• [Extracted text]
7 Steps To A Good Night’s Sleep
Unless you’ve been living under a digital rock, you’ve likely seen the many recent articles about the importance of sleep. Arianna Huffington has made it her personal mission to ensure we all get a good night’s sleep, entreating women in the business world to (literally) sleep their way to the top. Study after study shows the consequences of sleep deprivation, ranging from cancer and diabetes to a serious case of the munchies. As a society, we all need more sleep.
So what’s getting in the way?
As a pediatric sleep consultant, I spend my time helping children go to bed more peacefully. Kids are busy from sun-up to sundown: playing, eating, playing some more. At night, their bodies are tired but their minds are wired. Enter the bedtime routine: A series of events (bath, cuddles, books, songs, etc.) designed to help them wind down and prepare for lights out. A solid bedtime routine is key to getting good sleep.
I’ve noticed, however, that the same parents who devote time to helping their kids wind down don’t do the same for themselves. Too often, we parents stagger to our own beds and belly-flop into a fitful sleep. No wonder we don’t feel rested in the mornings!
Adults need and deserve a bedtime routine. Like kids, we spend most days with our minds churning and our bodies moving. Taking the time to wind down and calm our minds before bed leads to more restorative sleep so we wake up refreshed. Who doesn’t want that?
Our bodies are biologically wired to sleep and wake at the same times every day — including the weekends. It’s essential to establish a consistent wake and sleep time.
First, let’s face an inescapable reality: Our bodies are biologically wired to sleep and wake at the same times every day — including the weekends. It’s essential to establish a consistent wake and sleep time. Set a realistic bedtime that leaves you enough time to wind down beforehand and try to stick to it. When you do stay up later, remind yourself that it’s an exception to the rule. Do the same for your wake time: Keep it around the same time each morning. (If you have a kid who wakes up at the same time every day, congratulations! You have an adorable human alarm clock.)
Once you have a consistent sleep schedule, it’s time to create an effective bedtime routine. Again, our goals are to wind down and clear our minds so we feel more rested after a night of sleep.
- Avoid caffeine, strenuous exercise, alcohol and heavy meals in the hours before bedtime. (Click on the chart here for more guidance.)
- Set an alarm one hour before your established bedtime as a reminder that it’s time to start winding down. Turn off all electronics. The blue light they emit is the enemy of sleep. If you absolutely must use your e-reader, set it on the nighttime setting (white text against a black background).
- Choose a calming activity. Gentle stretching or yoga, a hot bath, a book, chatting with your partner. If you’re feeling particularly creative, try an adult coloring book like this or this. Mix it up: You don’t have to do the same calming activity every night, the key is to consciously try to wind down your body and mind.
- Fifteen minutes before your bedtime, get into bed. If, like me, your head is still churning with to-do items or worries, jot them down on a piece of paper. If you wake up in the middle of the night feeling anxious or worried, repeat.
- Be sure that your bedroom is dark, cool and quiet. While we sleep, our bodies revert back to our prehistoric selves, so make your room as cave-like as possible: Use blackout shades, white noise, ear plugs, eye masks, etc.
- At your bedtime, lights out! No, really. Lights out.
- If you find yourself unable to fall asleep, I find guided imagery to be very effective. There are a variety of helpful apps like mySleepButton. The low-tech version: Think of random objects and picture them in your mind. For example, sheep, apple, screwdriver, baby… whatever floats your boat. This is also helpful in the middle of the night if you find yourself unable to go back to sleep. (My husband is a big devotee of this method. I sometimes wake up in the middle of the night to hear his app listing random items).
Try your bedtime routine for at least a week. See if you’re finding it easier to fall asleep, stay asleep, and if you’re waking up more energized. For nights when you have less time, create a quick and dirty 30-minute version. At the very least, be in bed 15 minutes before your bedtime — it’ll make you more likely to stick to lights-out time.

• [Entries drawn from a collection]
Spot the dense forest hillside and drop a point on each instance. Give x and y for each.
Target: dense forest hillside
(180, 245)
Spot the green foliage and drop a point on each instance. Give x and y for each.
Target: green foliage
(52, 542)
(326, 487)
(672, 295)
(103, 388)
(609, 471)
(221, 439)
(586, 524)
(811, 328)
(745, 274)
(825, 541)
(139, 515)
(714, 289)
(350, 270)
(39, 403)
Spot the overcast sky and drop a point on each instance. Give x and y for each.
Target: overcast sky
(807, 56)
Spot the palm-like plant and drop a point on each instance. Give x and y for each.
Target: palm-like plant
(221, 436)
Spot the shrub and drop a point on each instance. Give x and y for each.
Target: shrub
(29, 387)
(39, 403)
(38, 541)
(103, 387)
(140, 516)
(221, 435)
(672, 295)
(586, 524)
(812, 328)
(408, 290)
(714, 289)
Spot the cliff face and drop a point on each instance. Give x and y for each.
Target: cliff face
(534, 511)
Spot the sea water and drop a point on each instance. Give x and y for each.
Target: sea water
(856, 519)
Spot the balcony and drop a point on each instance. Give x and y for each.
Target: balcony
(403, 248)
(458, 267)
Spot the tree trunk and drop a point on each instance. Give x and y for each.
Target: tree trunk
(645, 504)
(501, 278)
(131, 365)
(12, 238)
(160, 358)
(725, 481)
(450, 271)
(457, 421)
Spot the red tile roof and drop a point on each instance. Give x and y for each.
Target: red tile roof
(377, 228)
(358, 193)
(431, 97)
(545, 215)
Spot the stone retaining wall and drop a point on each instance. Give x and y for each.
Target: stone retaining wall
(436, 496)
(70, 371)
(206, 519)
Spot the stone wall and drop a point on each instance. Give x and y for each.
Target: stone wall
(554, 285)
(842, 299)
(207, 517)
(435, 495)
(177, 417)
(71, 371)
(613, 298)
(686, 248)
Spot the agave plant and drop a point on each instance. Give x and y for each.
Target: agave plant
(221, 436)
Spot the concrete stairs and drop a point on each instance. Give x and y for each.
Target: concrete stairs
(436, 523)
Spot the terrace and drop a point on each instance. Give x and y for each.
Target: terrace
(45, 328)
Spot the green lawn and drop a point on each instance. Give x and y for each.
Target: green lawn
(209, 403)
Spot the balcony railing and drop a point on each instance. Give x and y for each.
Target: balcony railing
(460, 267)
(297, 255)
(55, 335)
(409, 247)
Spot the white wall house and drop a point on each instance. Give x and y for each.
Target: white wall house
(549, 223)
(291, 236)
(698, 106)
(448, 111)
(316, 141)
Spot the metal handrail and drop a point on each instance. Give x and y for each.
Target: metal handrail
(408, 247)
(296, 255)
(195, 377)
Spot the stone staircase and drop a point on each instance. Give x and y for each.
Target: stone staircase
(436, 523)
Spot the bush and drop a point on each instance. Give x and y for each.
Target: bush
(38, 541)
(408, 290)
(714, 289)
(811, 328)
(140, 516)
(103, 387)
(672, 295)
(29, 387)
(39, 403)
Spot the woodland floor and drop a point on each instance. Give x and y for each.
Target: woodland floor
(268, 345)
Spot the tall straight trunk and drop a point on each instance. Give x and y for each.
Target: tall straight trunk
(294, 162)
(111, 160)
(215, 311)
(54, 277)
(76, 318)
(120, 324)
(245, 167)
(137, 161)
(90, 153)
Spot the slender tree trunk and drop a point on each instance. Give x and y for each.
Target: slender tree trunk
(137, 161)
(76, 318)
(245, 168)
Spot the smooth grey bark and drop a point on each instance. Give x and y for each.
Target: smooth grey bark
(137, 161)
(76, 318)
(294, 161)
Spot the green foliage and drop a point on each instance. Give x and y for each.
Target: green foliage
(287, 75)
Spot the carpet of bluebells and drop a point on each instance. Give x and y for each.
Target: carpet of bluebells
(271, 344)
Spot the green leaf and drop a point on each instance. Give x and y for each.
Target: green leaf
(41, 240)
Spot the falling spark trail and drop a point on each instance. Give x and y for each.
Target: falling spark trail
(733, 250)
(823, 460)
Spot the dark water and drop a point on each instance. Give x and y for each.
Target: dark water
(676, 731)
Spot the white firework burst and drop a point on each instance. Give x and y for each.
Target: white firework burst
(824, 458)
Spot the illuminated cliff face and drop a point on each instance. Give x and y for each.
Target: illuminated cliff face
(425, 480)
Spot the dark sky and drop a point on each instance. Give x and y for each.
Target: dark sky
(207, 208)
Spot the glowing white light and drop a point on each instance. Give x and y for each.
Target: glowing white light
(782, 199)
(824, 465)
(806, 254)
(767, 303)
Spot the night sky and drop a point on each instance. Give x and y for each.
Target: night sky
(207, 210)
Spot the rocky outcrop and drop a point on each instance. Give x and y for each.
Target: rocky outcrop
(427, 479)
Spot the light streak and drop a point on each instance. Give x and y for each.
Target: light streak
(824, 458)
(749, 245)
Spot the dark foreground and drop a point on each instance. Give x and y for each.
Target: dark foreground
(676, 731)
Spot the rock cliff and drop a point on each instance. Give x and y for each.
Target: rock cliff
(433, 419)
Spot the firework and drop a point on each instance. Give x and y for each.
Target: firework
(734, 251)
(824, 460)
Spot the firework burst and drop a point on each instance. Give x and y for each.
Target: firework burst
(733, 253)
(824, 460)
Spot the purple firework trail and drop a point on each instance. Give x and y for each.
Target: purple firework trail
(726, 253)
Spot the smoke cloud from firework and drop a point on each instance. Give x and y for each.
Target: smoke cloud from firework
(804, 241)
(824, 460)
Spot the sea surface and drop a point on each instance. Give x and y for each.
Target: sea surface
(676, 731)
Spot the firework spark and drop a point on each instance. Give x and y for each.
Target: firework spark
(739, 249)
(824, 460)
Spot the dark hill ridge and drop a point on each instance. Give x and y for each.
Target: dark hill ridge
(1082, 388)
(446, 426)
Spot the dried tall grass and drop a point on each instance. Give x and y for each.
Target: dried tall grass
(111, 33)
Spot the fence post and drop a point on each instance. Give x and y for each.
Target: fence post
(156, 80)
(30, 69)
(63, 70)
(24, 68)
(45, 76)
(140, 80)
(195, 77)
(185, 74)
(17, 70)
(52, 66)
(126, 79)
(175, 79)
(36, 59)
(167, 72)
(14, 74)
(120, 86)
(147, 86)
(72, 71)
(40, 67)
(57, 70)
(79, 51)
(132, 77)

• [Work order 1] In the sleep article, how long before your established bedtime should the alarm be set?
• [Work order 2] Echo the sleep article from "Once you have" up to and including "a black background).".
Base your answers only on the sleep article.

• [Solution 1] One hour before your established bedtime.

• [Solution 2]
Once you have a consistent sleep schedule, it’s time to create an effective bedtime routine. Again, our goals are to wind down and clear our minds so we feel more rested after a night of sleep.
- Avoid caffeine, strenuous exercise, alcohol and heavy meals in the hours before bedtime. (Click on the chart here for more guidance.)
- Set an alarm one hour before your established bedtime as a reminder that it’s time to start winding down. Turn off all electronics. The blue light they emit is the enemy of sleep. If you absolutely must use your e-reader, set it on the nighttime setting (white text against a black background).